EXERCISE OBJECTIVE:
Reproduce the data from its beginning through the line containing "Provide the mask of every instance of the military-style", swapping "green" for "olive" wherever it appears and leaving everything else unchanged.

TASK INPUT:
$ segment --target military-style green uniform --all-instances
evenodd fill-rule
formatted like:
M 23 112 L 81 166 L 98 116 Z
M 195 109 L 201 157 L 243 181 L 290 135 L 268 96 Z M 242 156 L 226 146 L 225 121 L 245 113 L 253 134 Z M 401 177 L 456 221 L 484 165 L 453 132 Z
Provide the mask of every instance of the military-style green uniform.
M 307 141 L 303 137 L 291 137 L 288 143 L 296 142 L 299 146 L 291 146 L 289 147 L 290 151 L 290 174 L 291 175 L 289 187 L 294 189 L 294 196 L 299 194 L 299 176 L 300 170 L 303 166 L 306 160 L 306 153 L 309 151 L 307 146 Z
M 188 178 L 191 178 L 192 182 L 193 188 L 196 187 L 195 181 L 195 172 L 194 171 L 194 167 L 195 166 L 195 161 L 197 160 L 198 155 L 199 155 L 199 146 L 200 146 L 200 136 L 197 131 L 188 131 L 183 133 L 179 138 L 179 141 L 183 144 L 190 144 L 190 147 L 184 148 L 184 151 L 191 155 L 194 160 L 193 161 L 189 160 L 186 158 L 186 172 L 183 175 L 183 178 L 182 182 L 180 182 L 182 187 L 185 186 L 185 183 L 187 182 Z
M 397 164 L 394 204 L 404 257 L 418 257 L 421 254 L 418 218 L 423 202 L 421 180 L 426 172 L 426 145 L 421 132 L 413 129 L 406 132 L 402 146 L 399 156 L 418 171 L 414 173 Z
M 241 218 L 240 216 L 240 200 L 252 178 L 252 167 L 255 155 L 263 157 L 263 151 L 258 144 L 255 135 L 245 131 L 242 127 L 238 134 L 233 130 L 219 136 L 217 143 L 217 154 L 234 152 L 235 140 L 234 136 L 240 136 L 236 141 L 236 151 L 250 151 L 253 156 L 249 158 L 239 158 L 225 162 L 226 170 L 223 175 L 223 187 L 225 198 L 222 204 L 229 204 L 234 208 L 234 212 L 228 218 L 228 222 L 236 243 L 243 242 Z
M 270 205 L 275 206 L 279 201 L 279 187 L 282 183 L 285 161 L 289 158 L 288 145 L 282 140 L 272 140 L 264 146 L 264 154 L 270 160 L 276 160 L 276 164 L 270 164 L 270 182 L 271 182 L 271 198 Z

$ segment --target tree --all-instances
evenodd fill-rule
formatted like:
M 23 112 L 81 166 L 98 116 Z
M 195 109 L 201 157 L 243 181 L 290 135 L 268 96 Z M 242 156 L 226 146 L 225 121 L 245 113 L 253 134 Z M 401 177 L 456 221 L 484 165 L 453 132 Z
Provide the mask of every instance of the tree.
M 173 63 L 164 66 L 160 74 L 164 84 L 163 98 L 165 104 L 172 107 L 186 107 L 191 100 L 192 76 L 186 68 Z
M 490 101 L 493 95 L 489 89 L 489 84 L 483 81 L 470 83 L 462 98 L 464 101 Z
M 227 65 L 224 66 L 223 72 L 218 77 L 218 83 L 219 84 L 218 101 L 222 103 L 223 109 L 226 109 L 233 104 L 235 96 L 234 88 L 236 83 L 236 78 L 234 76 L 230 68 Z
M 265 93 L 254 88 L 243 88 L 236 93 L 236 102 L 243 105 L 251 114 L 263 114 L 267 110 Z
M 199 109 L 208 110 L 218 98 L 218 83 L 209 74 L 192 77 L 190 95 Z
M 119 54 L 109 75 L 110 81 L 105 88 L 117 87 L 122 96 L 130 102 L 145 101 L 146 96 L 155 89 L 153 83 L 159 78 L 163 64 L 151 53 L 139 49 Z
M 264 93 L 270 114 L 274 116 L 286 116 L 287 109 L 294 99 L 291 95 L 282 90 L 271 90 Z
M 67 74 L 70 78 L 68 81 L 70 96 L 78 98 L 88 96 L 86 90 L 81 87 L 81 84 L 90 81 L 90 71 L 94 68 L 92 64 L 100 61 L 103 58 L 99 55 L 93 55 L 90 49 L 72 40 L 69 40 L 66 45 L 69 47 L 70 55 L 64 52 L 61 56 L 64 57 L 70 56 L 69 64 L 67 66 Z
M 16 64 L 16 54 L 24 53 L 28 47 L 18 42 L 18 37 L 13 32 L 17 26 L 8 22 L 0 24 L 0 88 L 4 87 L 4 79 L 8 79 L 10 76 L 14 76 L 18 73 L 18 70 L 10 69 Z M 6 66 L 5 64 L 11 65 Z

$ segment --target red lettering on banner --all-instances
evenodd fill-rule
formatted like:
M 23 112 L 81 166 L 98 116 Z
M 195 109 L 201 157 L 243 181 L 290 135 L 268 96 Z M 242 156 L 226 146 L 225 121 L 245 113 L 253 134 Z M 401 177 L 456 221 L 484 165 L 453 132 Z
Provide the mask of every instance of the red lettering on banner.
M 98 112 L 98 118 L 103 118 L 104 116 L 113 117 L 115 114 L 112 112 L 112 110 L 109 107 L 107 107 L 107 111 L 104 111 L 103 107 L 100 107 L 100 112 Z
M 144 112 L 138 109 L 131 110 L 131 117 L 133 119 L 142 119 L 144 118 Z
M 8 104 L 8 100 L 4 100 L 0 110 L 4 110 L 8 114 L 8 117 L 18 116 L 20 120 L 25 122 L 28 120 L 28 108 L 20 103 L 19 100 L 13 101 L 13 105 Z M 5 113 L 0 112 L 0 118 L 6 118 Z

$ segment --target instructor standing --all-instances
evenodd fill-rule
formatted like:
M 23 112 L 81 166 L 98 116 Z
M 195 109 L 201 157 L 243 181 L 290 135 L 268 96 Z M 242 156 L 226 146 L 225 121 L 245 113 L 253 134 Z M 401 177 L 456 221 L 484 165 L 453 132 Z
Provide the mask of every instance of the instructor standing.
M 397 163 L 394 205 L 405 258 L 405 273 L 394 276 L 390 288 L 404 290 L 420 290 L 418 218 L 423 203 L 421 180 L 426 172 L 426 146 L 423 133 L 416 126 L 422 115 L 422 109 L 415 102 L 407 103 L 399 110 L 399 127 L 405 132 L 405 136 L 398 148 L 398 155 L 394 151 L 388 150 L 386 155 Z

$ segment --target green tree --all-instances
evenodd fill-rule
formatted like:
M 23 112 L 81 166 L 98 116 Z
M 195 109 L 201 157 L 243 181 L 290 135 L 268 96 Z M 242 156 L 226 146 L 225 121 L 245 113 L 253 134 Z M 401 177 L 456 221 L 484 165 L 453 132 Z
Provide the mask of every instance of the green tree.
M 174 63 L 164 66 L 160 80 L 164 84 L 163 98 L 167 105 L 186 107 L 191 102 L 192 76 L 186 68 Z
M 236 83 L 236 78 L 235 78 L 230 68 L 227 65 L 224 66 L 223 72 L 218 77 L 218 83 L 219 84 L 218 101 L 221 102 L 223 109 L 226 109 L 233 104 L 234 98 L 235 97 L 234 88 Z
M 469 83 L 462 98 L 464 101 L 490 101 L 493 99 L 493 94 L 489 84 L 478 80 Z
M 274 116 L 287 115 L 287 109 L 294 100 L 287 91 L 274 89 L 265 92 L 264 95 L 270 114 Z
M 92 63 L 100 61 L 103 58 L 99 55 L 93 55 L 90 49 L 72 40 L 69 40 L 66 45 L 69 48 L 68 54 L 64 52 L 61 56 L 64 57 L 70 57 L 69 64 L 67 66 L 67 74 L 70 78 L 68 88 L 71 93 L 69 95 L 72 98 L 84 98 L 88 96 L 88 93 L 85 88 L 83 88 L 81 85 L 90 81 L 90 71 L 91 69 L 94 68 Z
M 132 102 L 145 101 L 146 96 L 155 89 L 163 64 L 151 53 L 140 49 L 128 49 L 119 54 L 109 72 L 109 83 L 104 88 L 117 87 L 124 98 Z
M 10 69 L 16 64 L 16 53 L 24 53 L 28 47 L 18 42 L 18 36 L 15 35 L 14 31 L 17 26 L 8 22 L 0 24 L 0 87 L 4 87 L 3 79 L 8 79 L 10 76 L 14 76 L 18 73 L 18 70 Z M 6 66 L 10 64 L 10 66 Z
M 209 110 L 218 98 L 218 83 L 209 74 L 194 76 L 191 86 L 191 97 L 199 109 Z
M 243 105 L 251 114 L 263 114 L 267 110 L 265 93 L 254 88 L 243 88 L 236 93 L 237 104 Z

FINISHED EXERCISE:
$ segment --target military-style olive uniform --all-instances
evenodd fill-rule
formatted like:
M 23 112 L 81 166 L 98 116 Z
M 195 109 L 201 157 L 243 181 L 290 135 L 268 96 Z M 242 156 L 226 146 L 225 121 L 245 113 L 253 134 Z M 401 177 L 456 221 L 484 165 L 453 132 Z
Provide the mask of every instance of the military-style olive uniform.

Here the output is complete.